> Problem to solve:
Return the full listing, character for character.

> The input:
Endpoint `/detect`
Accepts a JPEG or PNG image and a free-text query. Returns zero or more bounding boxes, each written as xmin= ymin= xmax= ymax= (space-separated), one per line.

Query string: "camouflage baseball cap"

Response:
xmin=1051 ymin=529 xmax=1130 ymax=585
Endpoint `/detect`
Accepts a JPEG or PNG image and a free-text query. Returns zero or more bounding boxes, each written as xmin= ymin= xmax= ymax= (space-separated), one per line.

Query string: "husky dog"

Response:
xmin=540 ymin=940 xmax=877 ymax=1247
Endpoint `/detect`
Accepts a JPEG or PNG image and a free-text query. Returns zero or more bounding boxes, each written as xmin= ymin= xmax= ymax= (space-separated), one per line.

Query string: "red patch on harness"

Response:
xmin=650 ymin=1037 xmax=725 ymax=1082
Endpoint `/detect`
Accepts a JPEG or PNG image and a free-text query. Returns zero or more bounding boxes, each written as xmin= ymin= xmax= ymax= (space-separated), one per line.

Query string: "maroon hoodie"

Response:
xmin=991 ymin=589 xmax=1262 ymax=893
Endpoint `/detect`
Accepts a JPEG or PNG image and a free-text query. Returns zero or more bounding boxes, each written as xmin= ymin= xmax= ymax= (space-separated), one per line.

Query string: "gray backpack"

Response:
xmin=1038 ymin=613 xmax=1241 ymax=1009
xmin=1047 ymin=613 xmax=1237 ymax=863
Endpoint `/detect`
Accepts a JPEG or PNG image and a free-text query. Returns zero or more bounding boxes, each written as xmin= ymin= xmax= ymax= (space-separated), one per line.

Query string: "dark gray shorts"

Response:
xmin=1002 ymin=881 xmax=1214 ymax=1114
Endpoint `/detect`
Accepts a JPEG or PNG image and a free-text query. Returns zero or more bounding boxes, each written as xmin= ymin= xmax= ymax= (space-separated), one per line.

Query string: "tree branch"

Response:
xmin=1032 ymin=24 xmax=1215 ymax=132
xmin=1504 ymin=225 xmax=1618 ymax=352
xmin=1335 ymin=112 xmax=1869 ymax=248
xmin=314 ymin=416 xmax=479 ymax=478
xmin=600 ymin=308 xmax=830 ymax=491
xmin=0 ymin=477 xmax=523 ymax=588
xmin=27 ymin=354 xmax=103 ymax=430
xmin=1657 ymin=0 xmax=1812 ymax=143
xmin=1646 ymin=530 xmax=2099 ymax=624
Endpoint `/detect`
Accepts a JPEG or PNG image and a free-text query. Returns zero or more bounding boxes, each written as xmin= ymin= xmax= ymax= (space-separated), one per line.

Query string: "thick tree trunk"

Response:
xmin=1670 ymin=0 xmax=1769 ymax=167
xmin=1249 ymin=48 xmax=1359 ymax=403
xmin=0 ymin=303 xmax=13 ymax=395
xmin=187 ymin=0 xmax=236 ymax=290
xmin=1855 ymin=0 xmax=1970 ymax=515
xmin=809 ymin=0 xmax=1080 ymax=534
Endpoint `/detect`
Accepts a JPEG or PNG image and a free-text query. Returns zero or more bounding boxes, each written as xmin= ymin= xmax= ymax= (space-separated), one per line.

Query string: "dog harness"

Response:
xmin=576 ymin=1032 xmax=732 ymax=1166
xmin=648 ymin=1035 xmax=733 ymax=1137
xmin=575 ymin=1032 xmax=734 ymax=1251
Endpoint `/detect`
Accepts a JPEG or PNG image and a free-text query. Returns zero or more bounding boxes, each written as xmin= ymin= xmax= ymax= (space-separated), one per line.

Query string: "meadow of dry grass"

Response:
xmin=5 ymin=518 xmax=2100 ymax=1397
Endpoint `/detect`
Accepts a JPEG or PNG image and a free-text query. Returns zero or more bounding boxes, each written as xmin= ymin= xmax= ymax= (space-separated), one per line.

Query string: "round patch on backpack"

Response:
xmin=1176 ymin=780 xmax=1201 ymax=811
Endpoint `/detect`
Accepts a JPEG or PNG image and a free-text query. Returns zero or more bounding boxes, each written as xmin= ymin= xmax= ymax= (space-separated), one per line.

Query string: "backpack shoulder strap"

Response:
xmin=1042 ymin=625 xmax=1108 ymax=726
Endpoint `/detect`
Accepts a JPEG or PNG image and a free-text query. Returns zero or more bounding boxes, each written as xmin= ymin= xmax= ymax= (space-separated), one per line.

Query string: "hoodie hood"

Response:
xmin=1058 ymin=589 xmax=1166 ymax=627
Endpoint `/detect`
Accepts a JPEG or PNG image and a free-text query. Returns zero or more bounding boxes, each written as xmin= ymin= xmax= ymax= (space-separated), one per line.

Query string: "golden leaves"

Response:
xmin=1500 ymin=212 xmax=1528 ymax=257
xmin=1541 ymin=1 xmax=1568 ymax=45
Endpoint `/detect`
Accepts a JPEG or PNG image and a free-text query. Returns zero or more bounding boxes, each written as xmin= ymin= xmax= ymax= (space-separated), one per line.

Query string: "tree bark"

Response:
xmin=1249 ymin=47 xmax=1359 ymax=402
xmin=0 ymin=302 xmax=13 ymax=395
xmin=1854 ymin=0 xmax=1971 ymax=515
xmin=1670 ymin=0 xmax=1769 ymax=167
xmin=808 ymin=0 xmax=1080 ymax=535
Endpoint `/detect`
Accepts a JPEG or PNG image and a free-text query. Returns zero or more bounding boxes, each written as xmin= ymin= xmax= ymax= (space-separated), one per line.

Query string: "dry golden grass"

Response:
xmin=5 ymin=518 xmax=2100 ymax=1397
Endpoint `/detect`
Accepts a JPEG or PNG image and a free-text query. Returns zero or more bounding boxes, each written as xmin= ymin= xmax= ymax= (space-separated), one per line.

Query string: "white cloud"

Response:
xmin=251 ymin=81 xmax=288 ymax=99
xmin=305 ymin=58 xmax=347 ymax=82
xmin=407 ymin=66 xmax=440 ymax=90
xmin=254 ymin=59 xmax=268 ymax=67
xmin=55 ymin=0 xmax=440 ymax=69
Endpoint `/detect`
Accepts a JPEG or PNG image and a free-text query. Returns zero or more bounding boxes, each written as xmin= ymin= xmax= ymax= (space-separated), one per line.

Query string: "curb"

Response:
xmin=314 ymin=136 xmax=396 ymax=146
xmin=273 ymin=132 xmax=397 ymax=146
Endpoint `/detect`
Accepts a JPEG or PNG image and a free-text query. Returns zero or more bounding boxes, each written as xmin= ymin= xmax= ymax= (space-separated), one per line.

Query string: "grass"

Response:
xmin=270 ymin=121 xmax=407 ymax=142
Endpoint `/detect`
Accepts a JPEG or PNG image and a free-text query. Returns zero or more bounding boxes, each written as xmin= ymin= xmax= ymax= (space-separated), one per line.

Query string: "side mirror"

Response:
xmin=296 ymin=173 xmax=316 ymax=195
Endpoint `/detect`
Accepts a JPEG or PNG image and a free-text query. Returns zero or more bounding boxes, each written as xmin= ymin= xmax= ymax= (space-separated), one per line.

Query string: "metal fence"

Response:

> Reply:
Endpoint `/detect`
Accepts a JPEG or PNG image and a free-text query. Returns zero or more bounding boxes, each written as xmin= ymin= xmax= ymax= (space-separated), one per line.

Query string: "camouflage baseball cap"

Response:
xmin=1051 ymin=529 xmax=1130 ymax=585
Endpoint `/detect`
Accepts a JPEG or PNG image and a free-text query. Returns zero or more bounding boxes, each written as xmin= ymin= xmax= ymax= (space-separated), one per line.

Query string: "husky dog"

Response:
xmin=540 ymin=940 xmax=877 ymax=1247
Endpoint `/detect`
Accepts a JPEG or PNG image and a free-text query. Returns zero or more bounding boxes, each written as xmin= ymin= xmax= ymax= (space-separated), one per line.

Query string: "red patch on harness"

Response:
xmin=650 ymin=1037 xmax=725 ymax=1082
Endpoint `/detect`
Accepts a JPEG or PNG image and a free-text query. Returns zero or more bounding boxes, each written as xmin= ymin= xmax= ymax= (space-separated), one per line.

Query string: "maroon hoodie"

Response:
xmin=991 ymin=589 xmax=1262 ymax=893
Endpoint `/detect`
Accepts a JPEG or PNG image and a free-text query. Returns zero or more bounding boxes, each written as xmin= ymin= xmax= ymax= (space-separated), one per line.

Query string: "gray backpack"

Response:
xmin=1038 ymin=613 xmax=1241 ymax=1009
xmin=1047 ymin=613 xmax=1237 ymax=863
Endpoint `/detect`
Accepts a JPEG or PNG image and a free-text query. Returns zero or more bounding boxes, each written as xmin= ymin= xmax= ymax= (space-separated), one per line.

Query string: "dark gray shorts"

Response:
xmin=1002 ymin=881 xmax=1214 ymax=1114
Endpoint `/detect`
Accepts a JPEG or PNG image and a free-text query. Returns zero or more bounding boxes, each written as xmin= ymin= xmax= ymax= (space-separated), one per line.

Query string: "tree branch"

Response:
xmin=1032 ymin=24 xmax=1215 ymax=132
xmin=1504 ymin=225 xmax=1618 ymax=352
xmin=1335 ymin=112 xmax=1869 ymax=248
xmin=314 ymin=416 xmax=479 ymax=478
xmin=600 ymin=308 xmax=830 ymax=491
xmin=0 ymin=477 xmax=523 ymax=588
xmin=27 ymin=354 xmax=103 ymax=430
xmin=1657 ymin=0 xmax=1812 ymax=143
xmin=1646 ymin=530 xmax=2099 ymax=624
Endpoint `/detect`
Accepts a JPEG or PNG image and a free-text query. Returns zero or more bounding boxes, each written as xmin= ymin= xmax= ymax= (space-separated), one per line.

Query string: "thick tree trunk"

Response:
xmin=1670 ymin=0 xmax=1769 ymax=167
xmin=1249 ymin=48 xmax=1359 ymax=403
xmin=0 ymin=303 xmax=13 ymax=395
xmin=187 ymin=0 xmax=236 ymax=290
xmin=1855 ymin=0 xmax=1970 ymax=515
xmin=809 ymin=0 xmax=1080 ymax=534
Endpoint `/detect`
Accepts a JPEG or PNG image and a free-text query. Returns zero or more bounding boxes, each written as xmin= ymin= xmax= ymax= (space-separated), one per line.

Query string: "dog harness"

Response:
xmin=576 ymin=1032 xmax=732 ymax=1166
xmin=648 ymin=1035 xmax=733 ymax=1137
xmin=575 ymin=1032 xmax=734 ymax=1251
Endpoint `/detect`
Accepts a JPEG or PNG image and a free-text query. Returns zero or more bounding boxes, each written as xmin= ymin= xmax= ymax= (space-separated), one per line.

Query string: "meadow of dry grass"

Response:
xmin=5 ymin=518 xmax=2100 ymax=1397
Endpoint `/detect`
Accepts a JPEG or PNG image and a free-text query. Returns zero or more bounding boxes, each written as xmin= ymin= xmax= ymax= (space-separated), one per line.

Query string: "round patch on backpack"

Response:
xmin=1176 ymin=780 xmax=1201 ymax=811
Endpoint `/detect`
Accepts a JPEG or PNG image and a free-text query. Returns zero or more bounding boxes, each written as xmin= ymin= xmax= ymax= (space-separated), one per line.

Query string: "backpack shoulder strap"

Response:
xmin=1042 ymin=625 xmax=1108 ymax=726
Endpoint `/detect`
Accepts a JPEG or PNG image and a free-text query. Returns zero or more bounding boxes, each written as xmin= ymin= xmax= ymax= (space-separated), one per line.

Query string: "hoodie hood"

Response:
xmin=1058 ymin=589 xmax=1166 ymax=627
Endpoint `/detect`
Accepts a JPEG or PNG image and a free-text query. Returns zero or more bounding boxes, each written as xmin= ymin= xmax= ymax= (space-separated), one per line.

Query string: "golden leaves"

Response:
xmin=1500 ymin=212 xmax=1528 ymax=257
xmin=1541 ymin=1 xmax=1568 ymax=45
Endpoint `/detect`
Accepts a JPEG or PNG image and a free-text query. Returns zero or more bounding boxes, each written as xmin= ymin= xmax= ymax= (space-separated), one per line.

Query string: "tree bark"

Response:
xmin=1249 ymin=47 xmax=1359 ymax=402
xmin=0 ymin=302 xmax=13 ymax=395
xmin=1854 ymin=0 xmax=1971 ymax=515
xmin=1670 ymin=0 xmax=1769 ymax=167
xmin=808 ymin=0 xmax=1080 ymax=535
Endpoint `/detect`
Accepts a JPEG or PNG image and a free-text query. Returns zero or more bounding boxes, each written as xmin= ymin= xmax= ymax= (space-separated), one per line.

Query string: "dry golden grass"

Response:
xmin=5 ymin=518 xmax=2100 ymax=1397
Endpoint `/detect`
Accepts a JPEG or PNG image and a free-text query. Returns zero or more bounding boxes, each written as xmin= ymin= xmax= ymax= (space-separated), one per line.

Query string: "white cloud"

Response:
xmin=251 ymin=81 xmax=288 ymax=99
xmin=305 ymin=58 xmax=347 ymax=82
xmin=407 ymin=66 xmax=440 ymax=90
xmin=254 ymin=59 xmax=268 ymax=67
xmin=55 ymin=0 xmax=440 ymax=69
Endpoint `/detect`
Accepts a JPEG or PNG image and a free-text query. Returns zero or more bounding boxes, each written as xmin= ymin= xmax= ymax= (space-separated), one per line.

Query string: "curb"

Response:
xmin=314 ymin=136 xmax=396 ymax=146
xmin=273 ymin=132 xmax=397 ymax=146
Endpoint `/detect`
Accepts a JPEG or PNG image and a free-text query. Returns zero or more bounding boxes, each written as xmin= ymin= xmax= ymax= (space-separated), one per line.

Query string: "grass"

Response:
xmin=270 ymin=121 xmax=407 ymax=142
Endpoint `/detect`
Accepts a JPEG or PNG image and a free-text query. Returns zero or more bounding boxes, each written as xmin= ymin= xmax= ymax= (space-separated), one per line.

Query string: "side mirror"

Response:
xmin=296 ymin=173 xmax=316 ymax=195
Endpoint `/detect`
Accepts a JPEG or PNG image and a free-text query. Returns zero or more bounding boxes, each written as xmin= ymin= xmax= ymax= (space-separated), one per line.

Query string: "metal fence"

Response:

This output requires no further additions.